Copy word for word the part of the PyTorch notebook between "conv = torch.nn.Conv2d(1, 10, 3, padding=1)" and "10, 11, 11])", inclusive.

-- Supplied text --
● ● ●

In [None]:
import numpy as np
import torch
import torch.optim as optim
import torch.nn as nn
import torch.nn.functional as F
from torchvision import datasets, transforms


In [None]:
device = torch.device("cuda")

In [None]:
transform = transforms.ToTensor()
train_dataset = datasets.MNIST("data", download=True, transform=transform, train=True)
test_dataset = datasets.MNIST("data", download=True, transform=transform, train=False)


In [None]:
from torch.utils.data import DataLoader

train_loader = DataLoader(train_dataset, batch_size=64, shuffle=True, num_workers=4)
test_loader = DataLoader(test_dataset, batch_size=64, shuffle=False, num_workers=4)

In [None]:
image, label = train_dataset[10]
print(image.shape)
print(label)

torch.Size([1, 28, 28])
3


In [None]:
linear_layer = nn.Linear(100, 200)
x = torch.rand(64, 100)
y = linear_layer(x)
print(y.shape)

torch.Size([64, 200])


In [None]:
conv_layer = nn.Conv2d(3, 10, kernel_size=3)
x = torch.rand(64, 3, 150, 150)
y = conv_layer(x)
print(y.shape)


torch.Size([64, 10, 148, 148])


### Exercise 1

Re-define the `conv` layer below setting the appropriate property such that the output spatial shape is the same as the input one. Look at the PyTorch documentation (`https://pytorch.org/docs/stable/nn.html#torch.nn.Conv2d`) for more reference.

In [None]:
# TO DO: define the conv layer below and ensure that the output tensor shape in dimensions {H, W} 
#( as in [1, channels, H, W] ) will be the same as the input in both cases.
conv = torch.nn.Conv2d(1, 10, 3, padding=1)

x = torch.rand(1, 1, 20, 20)
y = conv(x)
print(y.shape)

x = torch.rand(1, 1, 11, 11)
y = conv(x)
print(y.shape)


torch.Size([1, 10, 20, 20])
torch.Size([1, 10, 11, 11])


## Pooling

![](https://qph.fs.quoracdn.net/main-qimg-40cdeb3b43594f4b1b1b6e2c137e80b7)

In [None]:
NUM_BITS_FLOAT32 = 32

class CNNMemAnalyzer(nn.Module):

  def __init__(self, layers):
    super().__init__()
    self.layers = layers
  
  def forward(self, x):
    tot_mbytes = 0
    spat_res = []
    for layer in self.layers:
      h = layer(x)
      mem_h_bytes = np.cumprod(h.shape)[-1] * NUM_BITS_FLOAT32 // 8
      mem_h_mb = mem_h_bytes / 1e6
      print('-' * 30)
      print('New feature map of shape: ', h.shape)
      print('Mem usage: {} MB'.format(mem_h_mb))
      x = h
      if isinstance(layer, nn.Conv2d):
        # keep track of the current spatial width for conv layers
        spat_res.append(h.shape[-1])

● ● ●

-- Data section --
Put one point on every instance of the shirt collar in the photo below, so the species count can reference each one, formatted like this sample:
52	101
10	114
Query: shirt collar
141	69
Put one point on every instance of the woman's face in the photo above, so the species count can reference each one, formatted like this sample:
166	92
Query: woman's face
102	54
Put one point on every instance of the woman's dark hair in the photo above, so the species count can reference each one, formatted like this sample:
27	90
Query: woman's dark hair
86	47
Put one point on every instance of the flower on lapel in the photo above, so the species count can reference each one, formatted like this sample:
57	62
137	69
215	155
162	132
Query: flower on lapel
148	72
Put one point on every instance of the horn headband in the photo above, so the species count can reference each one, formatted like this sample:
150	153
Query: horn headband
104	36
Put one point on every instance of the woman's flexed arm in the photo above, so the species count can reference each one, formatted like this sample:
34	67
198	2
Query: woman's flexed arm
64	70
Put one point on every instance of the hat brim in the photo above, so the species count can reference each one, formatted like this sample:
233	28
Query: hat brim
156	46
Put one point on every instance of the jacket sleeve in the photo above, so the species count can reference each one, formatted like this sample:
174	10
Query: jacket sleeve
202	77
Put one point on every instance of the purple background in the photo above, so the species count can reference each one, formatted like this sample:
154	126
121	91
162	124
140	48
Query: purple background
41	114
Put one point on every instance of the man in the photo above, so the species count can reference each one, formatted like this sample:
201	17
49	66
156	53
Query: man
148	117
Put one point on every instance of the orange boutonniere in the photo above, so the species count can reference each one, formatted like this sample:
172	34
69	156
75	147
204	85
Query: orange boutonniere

● ● ●

-- Problem solution --
conv = torch.nn.Conv2d(1, 10, 3, padding=1)

x = torch.rand(1, 1, 20, 20)
y = conv(x)
print(y.shape)

x = torch.rand(1, 1, 11, 11)
y = conv(x)
print(y.shape)


torch.Size([1, 10, 20, 20])
torch.Size([1, 10, 11, 11])